◆ **Tarefa**
Retome o texto sobre feminicídio e transfeminicídio no Brasil e dê continuidade a ele a partir da última frase.

◆ **Texto fornecido**
--------------------------------
No Rio de Janeiro, os casos de feminicídio cresceram 19,7% no ano de 2019, se comparados ao mesmo período do ano anterior, segundo o Instituto de Segurança Pública (ISP). O Dossiê Mulher 2020, que tem como fonte os registros de ocorrência da Secretaria de Estado de Polícia Civil e analisa dados do Rio de Janeiro relativos ao ano de 2019, informa que foram registrados 85 feminicídios e 344 tentativas de feminicídio em todo estado. Destas, 68,2% e 62,8% eram mulheres negras, respectivamente. Indica, ainda, que 78,8% desses crimes ocorreram no interior da residência da vítima e 82,4% dos acusados eram companheiros ou ex-companheiros das mesmas.

Com as mulheres trans o cenário não é diferente. Segundo dados da Associação Nacional de Travestis e Transexuais (ANTRA), o grupo de “travestis e mulheres transexuais negras e trabalhadoras sexuais (…) representa a maioria dos casos de assassinatos”. No ano de  2020, foram assassinadas 175 mulheres trans no Brasil. O alto índice de transfeminicidio se soma ao fato do Brasil ser o país que mais mata a população travesti e transexual no mundo, o que indica o grau de vulnerabilidade e a ausência de proteção que transforma estas mulheres em alvos suscetíveis. Os dados da ANTRA revelam, ainda, um dramático diagnóstico social: o componente de racismo se soma ao sexismo, aprofundando e naturalizando a violência contra as mulheres negras, vulnerabilizando ainda mais seus corpos.
--------------------------------
◆ **Registros fornecidos**
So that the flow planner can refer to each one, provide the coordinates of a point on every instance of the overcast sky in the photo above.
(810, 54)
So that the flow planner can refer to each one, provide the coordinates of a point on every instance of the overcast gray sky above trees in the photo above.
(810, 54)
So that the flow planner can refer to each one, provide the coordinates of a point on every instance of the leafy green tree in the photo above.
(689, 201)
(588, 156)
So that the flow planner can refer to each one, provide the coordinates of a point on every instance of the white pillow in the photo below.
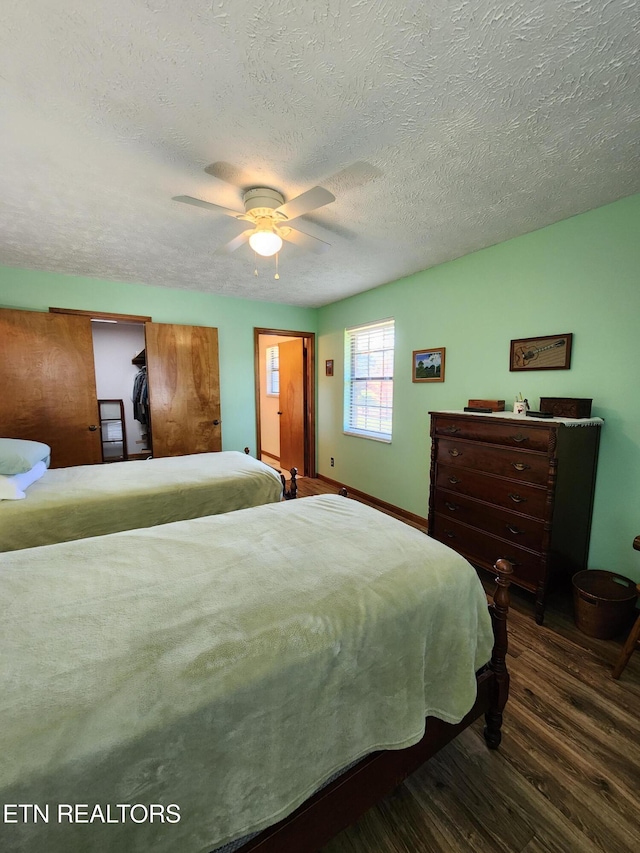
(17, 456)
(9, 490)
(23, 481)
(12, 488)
--------------------------------
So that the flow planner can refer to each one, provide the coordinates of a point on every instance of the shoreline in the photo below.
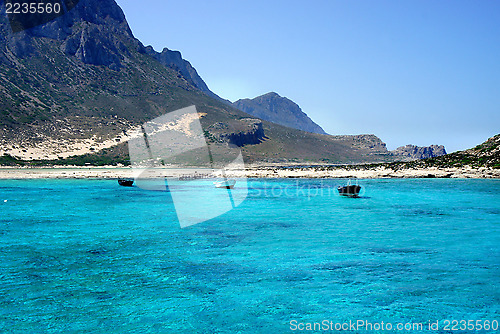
--------------------------------
◆ **Resposta**
O racismo e sexismo que marcam a violência contra as mulheres negras guardam raízes no nosso passado escravocrata e na conseguinte construção social da falsa ideia de democracia racial, que incide no senso comum cultural do Brasil. Lélia Gonzalez foi uma intelectual negra fundamental para provocar esta denúncia, através de sua produção acadêmica e engajamento militante na década de 1980. Lélia nos deixou contribuições que seguem atuais para os dilemas que ainda enfrentamos, sobretudo ao apontar como a linguagem pode legitimar a objetificação e a violência sexista e racista.

Subnotificação e pandemia 

Como dissemos, o feminicídio é um desfecho trágico da recorrente violência doméstica, do sexismo e da violência de gênero. O Dossiê Mulher 2020 indica que dados e levantamentos empíricos mais recentes dão conta de que a maior parte das vítimas de feminicídio, apesar de já terem sofrido prévia violência, não possuíam registro anterior de violência doméstica: 40,0% das vítimas não haviam denunciado as agressões. Este é um importante alerta, pois demonstra a dificuldade que as mulheres encontram em denunciar as violências sexistas cotidianas, seja pelo constrangimento, seja pela dificuldade de acesso aos equipamentos públicos de assistência à mulher vítima de violência.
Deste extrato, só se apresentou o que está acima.